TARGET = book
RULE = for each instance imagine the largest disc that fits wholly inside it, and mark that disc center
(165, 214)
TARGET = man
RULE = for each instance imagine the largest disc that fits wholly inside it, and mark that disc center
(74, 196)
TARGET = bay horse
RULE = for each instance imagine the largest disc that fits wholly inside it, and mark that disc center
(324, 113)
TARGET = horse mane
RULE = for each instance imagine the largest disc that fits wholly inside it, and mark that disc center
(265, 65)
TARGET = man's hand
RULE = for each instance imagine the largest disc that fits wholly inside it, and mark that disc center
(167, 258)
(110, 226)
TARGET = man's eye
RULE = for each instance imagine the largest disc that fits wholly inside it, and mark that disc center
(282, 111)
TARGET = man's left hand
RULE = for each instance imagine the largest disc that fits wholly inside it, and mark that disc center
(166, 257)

### Given request
Copy exactly the line containing "TARGET = bay horse" and every line after it, ending with the last line of the records above.

### Response to this task
TARGET = bay horse
RULE = for each instance imagine the largest disc that fits wholly inside it, and mark that disc center
(324, 113)
TARGET = horse mane
RULE = for each instance imagine the largest disc that fits wholly inside it, and mark that disc center
(265, 65)
TARGET = man's hand
RULE = for each instance imagine the largest disc that fits wholly inside it, and mark that disc center
(167, 258)
(110, 226)
TARGET = man's eye
RULE = for each instance imagine the largest disc that fits wholly inside it, and mark that disc center
(282, 111)
TARGET = man's left hand
RULE = for each instance imagine the largest disc that fits wholly inside it, and mark that disc center
(166, 257)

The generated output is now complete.